▶ **Extrait cité**:
En linguistique historique et en sociolinguistique, le terme « superstrat » désigne un ensemble de faits linguistiques (phonétiques, grammaticaux ou lexicaux) nouveaux dans une langue, imputables à l’influence d’une autre langue. Dans ce cas, une langue B exerce son influence sur une langue A sur un territoire donné, sans toutefois la supplanter. À terme, les locuteurs de la langue B finissent par adopter la langue A. Par extension, le terme désigne parfois la langue qui cause ces changements, bien qu’on préfère souvent parler dans ce cas de « langue de superstrat »[1].

En linguistique historique modifier

La langue superstrat ne remplace pas la langue qu’elle influence mais y laisse des traces plus ou moins importantes. Les langues germaniques du Moyen Âge, par exemple, ont disparu mais ont exercé une influence relativement importante sur certaines langues romanes occidentales à la suite des Grandes invasions. Dans le cas du français, c’est la langue des Francs qui a influencé le gallo-roman parlé dans la moitié nord de la France actuelle, devenant ainsi le superstrat du futur français. Au niveau lexical, le francique y a laissé un assez grand nombre de mots (blé, danser, hêtre, bleu, guerre, etc.), de nombreux toponymes, beaucoup de noms de personnes. Dans le domaine phonétique, on lui doit l’h aspiré. En effet, le phone latin [h] ne s’était pas conservé en gallo-roman mais le francique l’a réintroduit[2], y compris dans des mots d’origine latine qui ne l’avaient pas, ex. altus devenu haut sous l’influence du francique *hauh, *hoh[3]. Sur le plan grammatical, on lui doit une évolution dans l’ordre des mots : l’ordre déterminant + déterminé ou bien la place finale du verbe dans les subordonnées en ancien français seraient dus à l’influence germanique[4]. Le superstrat francique est l’un des facteurs qui ont contribué à la différenciation des dialectes septentrionaux du gallo-roman de ses dialectes méridionaux, dont est issu l’occitan[5].

La langue anglaise repose sur le vieil anglais, enrichi par les variétés de la langue d’oïl parlées par les conquérants de l’Angleterre, pour la plupart Normands[6].

▶ **Entrées d'un jeu de données de pointage**:
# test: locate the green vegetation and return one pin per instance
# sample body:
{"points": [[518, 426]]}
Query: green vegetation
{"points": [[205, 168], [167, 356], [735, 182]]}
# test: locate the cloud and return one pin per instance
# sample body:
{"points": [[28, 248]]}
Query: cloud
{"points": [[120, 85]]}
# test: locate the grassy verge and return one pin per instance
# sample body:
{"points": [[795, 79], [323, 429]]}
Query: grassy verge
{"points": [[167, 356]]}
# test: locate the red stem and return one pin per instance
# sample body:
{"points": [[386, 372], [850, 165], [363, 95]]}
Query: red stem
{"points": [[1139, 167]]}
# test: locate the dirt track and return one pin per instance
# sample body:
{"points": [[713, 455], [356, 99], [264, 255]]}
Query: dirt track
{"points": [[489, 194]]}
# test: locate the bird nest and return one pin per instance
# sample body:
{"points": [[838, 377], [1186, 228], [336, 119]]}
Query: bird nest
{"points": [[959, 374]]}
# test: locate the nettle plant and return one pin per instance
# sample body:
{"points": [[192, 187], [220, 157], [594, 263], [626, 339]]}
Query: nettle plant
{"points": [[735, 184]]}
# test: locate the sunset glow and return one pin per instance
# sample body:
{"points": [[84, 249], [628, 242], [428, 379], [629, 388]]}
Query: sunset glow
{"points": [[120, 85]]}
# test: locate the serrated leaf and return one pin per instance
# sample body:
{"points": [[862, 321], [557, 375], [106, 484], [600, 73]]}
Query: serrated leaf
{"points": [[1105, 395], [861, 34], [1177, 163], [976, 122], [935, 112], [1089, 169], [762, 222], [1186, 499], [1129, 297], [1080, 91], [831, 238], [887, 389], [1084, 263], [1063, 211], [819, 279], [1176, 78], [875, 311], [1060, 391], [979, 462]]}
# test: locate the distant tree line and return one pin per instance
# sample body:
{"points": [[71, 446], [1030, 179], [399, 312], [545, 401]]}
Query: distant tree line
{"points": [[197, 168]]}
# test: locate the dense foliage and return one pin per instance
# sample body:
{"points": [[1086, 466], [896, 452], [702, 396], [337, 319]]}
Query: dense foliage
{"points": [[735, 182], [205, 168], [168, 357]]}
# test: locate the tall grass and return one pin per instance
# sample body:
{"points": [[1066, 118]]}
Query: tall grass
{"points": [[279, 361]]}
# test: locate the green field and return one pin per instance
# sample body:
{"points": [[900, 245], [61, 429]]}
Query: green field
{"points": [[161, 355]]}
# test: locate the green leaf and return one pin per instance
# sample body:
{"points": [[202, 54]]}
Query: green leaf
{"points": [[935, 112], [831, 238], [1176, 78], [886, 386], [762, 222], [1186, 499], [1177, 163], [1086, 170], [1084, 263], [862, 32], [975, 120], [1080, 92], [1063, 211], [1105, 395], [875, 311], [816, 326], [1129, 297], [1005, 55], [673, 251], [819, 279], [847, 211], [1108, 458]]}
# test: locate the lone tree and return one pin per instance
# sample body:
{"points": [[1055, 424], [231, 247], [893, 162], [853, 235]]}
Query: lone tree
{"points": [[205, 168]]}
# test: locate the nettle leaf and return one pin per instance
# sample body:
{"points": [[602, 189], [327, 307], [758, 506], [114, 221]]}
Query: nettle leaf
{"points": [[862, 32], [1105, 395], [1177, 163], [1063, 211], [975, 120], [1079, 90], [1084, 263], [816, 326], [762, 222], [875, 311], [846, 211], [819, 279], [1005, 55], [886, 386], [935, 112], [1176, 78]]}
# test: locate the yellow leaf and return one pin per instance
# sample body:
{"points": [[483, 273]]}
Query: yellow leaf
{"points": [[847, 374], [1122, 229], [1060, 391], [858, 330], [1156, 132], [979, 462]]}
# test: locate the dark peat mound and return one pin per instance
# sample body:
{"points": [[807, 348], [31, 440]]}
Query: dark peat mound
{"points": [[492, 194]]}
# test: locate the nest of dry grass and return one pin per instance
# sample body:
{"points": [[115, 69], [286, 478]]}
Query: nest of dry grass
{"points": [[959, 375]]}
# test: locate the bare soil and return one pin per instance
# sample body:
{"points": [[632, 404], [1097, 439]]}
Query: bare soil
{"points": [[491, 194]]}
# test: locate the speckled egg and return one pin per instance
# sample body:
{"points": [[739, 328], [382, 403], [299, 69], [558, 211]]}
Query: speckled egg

▶ **Exercices proposés**:
a – Selon le texte sur le superstrat, quel trait phonétique du français est attribué au francique ?
b – Poursuivez le texte sur le superstrat après sa dernière phrase.

▶ **Réponses par exercice**:
a – L'h aspiré.

b –
D’autres auteurs étendent l’acception ci-dessus du superstrat aux emprunts faits par une langue après sa formation, y compris par voie savante. Ainsi, dans l’évolution du roumain, on pourrait parler de superstrats albanais, slave, hongrois, turc, grec moderne, allemand, italien, latin savant et français[7].

Des exemples de superstrats historiques et en même temps actuels sont des langues comme l’anglais, le français, l’arabe, etc., avec leur influence sur les langues de certains peuples autochtones, résultat d’une domination politique, économique ou culturelle[8].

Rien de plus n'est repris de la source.